Could you filter the records below and return each line that holds "rusty"?

_Available data_

——

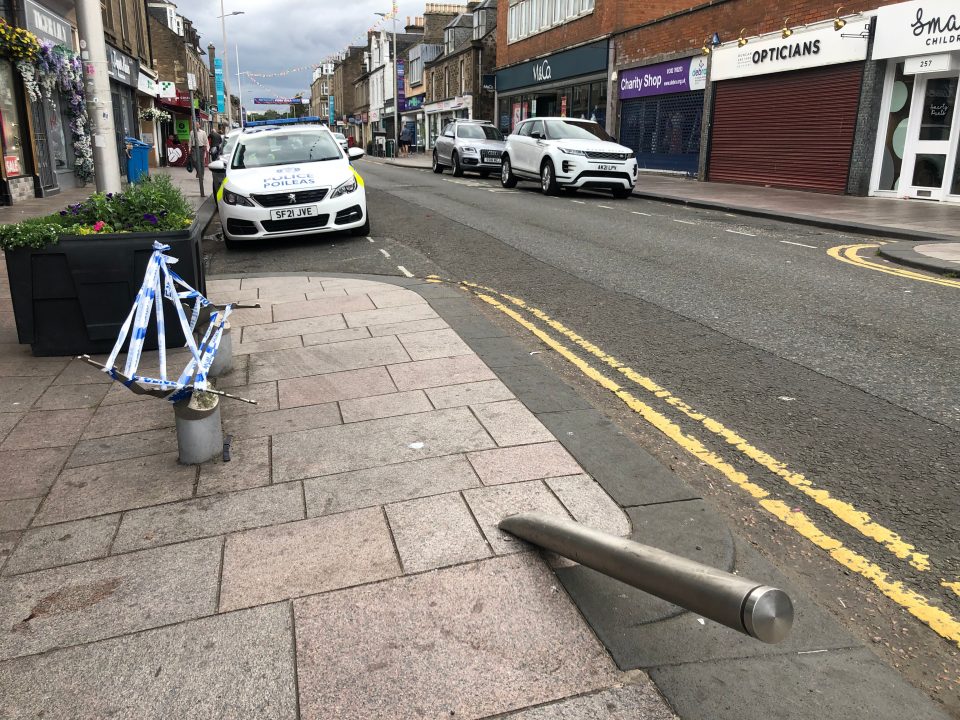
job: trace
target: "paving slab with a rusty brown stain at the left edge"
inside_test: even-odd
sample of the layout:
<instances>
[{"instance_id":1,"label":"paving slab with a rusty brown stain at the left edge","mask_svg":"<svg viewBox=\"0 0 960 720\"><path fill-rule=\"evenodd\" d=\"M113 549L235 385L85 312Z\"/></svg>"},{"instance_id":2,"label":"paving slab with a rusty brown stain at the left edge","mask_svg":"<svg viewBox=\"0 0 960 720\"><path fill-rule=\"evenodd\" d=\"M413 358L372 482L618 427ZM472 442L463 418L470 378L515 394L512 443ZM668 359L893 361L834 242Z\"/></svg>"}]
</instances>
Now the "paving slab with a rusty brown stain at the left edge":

——

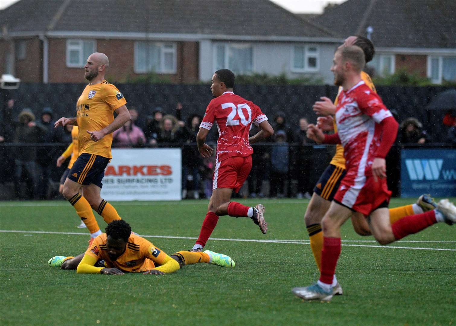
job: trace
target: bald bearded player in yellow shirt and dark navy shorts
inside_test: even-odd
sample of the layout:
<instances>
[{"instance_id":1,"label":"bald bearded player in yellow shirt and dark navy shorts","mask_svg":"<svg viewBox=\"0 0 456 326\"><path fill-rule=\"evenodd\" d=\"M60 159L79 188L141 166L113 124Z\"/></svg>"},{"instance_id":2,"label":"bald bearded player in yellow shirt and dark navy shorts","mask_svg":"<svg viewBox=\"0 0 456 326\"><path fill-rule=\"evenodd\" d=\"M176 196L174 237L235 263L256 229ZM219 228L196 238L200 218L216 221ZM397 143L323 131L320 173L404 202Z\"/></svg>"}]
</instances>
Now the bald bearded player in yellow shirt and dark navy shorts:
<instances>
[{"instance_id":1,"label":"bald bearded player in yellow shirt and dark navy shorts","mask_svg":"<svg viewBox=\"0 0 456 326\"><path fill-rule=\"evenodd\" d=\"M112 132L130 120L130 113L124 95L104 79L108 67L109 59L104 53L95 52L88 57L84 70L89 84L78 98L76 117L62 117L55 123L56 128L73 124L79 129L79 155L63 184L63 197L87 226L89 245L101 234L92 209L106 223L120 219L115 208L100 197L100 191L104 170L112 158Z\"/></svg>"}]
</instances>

——

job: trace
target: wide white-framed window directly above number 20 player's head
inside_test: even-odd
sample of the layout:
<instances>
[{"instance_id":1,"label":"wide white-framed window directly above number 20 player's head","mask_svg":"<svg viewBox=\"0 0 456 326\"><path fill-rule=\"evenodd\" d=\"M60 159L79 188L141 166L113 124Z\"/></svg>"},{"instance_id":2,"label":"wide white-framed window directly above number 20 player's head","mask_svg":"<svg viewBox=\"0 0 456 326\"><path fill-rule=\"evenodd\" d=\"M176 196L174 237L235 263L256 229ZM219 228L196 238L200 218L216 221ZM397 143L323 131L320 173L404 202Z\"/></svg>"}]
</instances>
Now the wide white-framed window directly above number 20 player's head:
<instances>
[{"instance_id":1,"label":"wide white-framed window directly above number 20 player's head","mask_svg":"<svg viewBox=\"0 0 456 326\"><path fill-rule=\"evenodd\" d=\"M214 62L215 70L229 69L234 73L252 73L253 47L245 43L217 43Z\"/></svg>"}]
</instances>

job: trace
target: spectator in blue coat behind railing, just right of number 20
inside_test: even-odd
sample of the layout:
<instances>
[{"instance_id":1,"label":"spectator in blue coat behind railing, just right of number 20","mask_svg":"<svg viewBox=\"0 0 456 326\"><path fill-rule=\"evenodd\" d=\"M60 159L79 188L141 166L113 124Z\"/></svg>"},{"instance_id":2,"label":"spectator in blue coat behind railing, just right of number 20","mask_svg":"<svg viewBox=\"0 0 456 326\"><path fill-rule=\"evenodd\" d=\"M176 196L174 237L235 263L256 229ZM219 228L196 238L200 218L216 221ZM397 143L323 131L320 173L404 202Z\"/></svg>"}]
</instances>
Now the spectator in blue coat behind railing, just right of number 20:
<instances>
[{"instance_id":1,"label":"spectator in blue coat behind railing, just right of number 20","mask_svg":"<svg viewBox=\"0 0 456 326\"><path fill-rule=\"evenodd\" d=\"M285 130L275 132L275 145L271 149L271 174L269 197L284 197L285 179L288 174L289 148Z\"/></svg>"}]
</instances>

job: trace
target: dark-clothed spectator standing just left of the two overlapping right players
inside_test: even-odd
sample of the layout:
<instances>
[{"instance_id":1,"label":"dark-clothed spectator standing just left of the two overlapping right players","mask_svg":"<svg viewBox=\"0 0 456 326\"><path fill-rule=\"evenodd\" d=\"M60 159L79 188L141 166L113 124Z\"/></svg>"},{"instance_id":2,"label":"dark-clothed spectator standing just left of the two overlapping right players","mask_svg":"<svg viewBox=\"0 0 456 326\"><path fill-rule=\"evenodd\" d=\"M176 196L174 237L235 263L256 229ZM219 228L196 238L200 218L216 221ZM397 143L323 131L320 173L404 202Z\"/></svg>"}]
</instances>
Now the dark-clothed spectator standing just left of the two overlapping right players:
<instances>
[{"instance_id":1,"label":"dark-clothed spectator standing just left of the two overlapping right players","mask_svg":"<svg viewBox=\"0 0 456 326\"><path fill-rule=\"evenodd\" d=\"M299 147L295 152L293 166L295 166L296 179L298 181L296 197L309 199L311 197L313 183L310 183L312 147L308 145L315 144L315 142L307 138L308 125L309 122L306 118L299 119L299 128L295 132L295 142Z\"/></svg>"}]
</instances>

——

_Task result_
target: "paving slab with a rusty brown stain at the left edge"
[{"instance_id":1,"label":"paving slab with a rusty brown stain at the left edge","mask_svg":"<svg viewBox=\"0 0 960 720\"><path fill-rule=\"evenodd\" d=\"M113 549L235 385L85 312Z\"/></svg>"},{"instance_id":2,"label":"paving slab with a rusty brown stain at the left edge","mask_svg":"<svg viewBox=\"0 0 960 720\"><path fill-rule=\"evenodd\" d=\"M413 358L372 482L618 427ZM472 442L463 418L470 378L515 394L512 443ZM668 359L893 361L834 242Z\"/></svg>"}]
Now the "paving slab with a rusty brown stain at the left edge":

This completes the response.